▸ **WHAT TO DO**:
Please copy each of the entries below word for word, keeping every line as it stands.

▸ **DATASET EXTRACT**:
— start —
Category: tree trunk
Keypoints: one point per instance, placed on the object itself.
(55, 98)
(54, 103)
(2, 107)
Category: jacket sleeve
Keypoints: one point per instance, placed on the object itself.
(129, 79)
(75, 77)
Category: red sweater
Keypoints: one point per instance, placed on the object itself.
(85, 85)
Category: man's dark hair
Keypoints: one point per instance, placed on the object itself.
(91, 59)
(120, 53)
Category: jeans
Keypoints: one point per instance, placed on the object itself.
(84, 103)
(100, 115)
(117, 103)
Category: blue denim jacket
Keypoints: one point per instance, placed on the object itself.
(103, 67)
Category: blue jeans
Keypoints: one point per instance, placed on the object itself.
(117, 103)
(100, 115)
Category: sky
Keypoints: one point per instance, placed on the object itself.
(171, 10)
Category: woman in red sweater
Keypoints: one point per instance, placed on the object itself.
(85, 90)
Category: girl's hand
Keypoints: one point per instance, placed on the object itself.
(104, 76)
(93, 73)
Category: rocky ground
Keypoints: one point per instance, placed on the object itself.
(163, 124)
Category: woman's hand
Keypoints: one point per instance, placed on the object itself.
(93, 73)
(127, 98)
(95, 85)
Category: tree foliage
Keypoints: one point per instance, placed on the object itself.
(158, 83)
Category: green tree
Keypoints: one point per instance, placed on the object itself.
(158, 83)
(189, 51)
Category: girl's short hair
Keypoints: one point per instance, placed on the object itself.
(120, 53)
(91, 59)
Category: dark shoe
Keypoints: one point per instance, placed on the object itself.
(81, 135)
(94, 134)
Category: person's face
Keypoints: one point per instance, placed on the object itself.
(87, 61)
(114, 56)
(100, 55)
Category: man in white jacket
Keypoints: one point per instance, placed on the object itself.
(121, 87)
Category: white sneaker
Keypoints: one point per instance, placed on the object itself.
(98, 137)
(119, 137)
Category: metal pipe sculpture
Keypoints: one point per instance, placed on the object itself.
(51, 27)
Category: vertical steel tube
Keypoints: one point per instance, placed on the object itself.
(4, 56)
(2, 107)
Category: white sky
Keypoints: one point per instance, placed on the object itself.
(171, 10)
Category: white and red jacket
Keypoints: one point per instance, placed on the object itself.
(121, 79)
— end —
▸ **FINAL RESULT**:
Category: tree trunk
Keypoints: one point per instance, placed on the object itself.
(55, 98)
(54, 103)
(2, 107)
Category: jacket sleeve
Keypoints: one point per instance, placed on the object itself.
(129, 79)
(75, 77)
Category: red sweater
Keypoints: one point per instance, placed on the object itself.
(85, 85)
Category: man's dark hair
Keypoints: one point per instance, placed on the object itself.
(91, 59)
(120, 53)
Category: jeans
Keypoints: one point per instance, placed on the object itself.
(84, 103)
(100, 115)
(117, 103)
Category: blue denim jacket
Keypoints: one point per instance, placed on the object itself.
(103, 67)
Category: blue jeans
Keypoints: one point per instance, placed on the object itself.
(117, 103)
(100, 115)
Category: sky
Keypoints: one point per instance, placed on the object itself.
(171, 10)
Category: woman in red sweater
Keypoints: one point per instance, placed on the object itself.
(85, 90)
Category: girl's hand
Keypoints: one point per instance, placed on the object itself.
(104, 76)
(93, 73)
Category: rocky ground
Keypoints: one point per instance, placed on the object itself.
(163, 124)
Category: woman's hand
Keypoints: one point per instance, placed on the object itself.
(93, 73)
(127, 98)
(95, 85)
Category: tree foliage
Keypoints: one point per instance, placed on the object itself.
(158, 83)
Category: green tree
Keypoints: one point per instance, placed on the object itself.
(158, 83)
(189, 51)
Category: girl's short hair
Keypoints: one point per instance, placed on the object itself.
(120, 53)
(91, 59)
Category: dark shoe
Keypoints: one point per instance, placed on the object itself.
(81, 135)
(94, 134)
Category: person's face
Keypoints: one point per instance, placed on the object itself.
(87, 61)
(114, 56)
(100, 55)
Category: man in white jacket
Keypoints: one point per instance, placed on the object itself.
(121, 87)
Category: white sneaker
Keypoints: one point per instance, placed on the object itself.
(98, 137)
(119, 137)
Category: metal pipe sculpture
Keypoints: one point per instance, placed on the object itself.
(51, 27)
Category: vertical steel tube
Keypoints: one point per instance, placed on the object itself.
(4, 56)
(2, 107)
Category: white sky
Keypoints: one point per instance, placed on the object itself.
(171, 10)
Category: white and red jacket
Keypoints: one point per instance, placed on the object itself.
(121, 79)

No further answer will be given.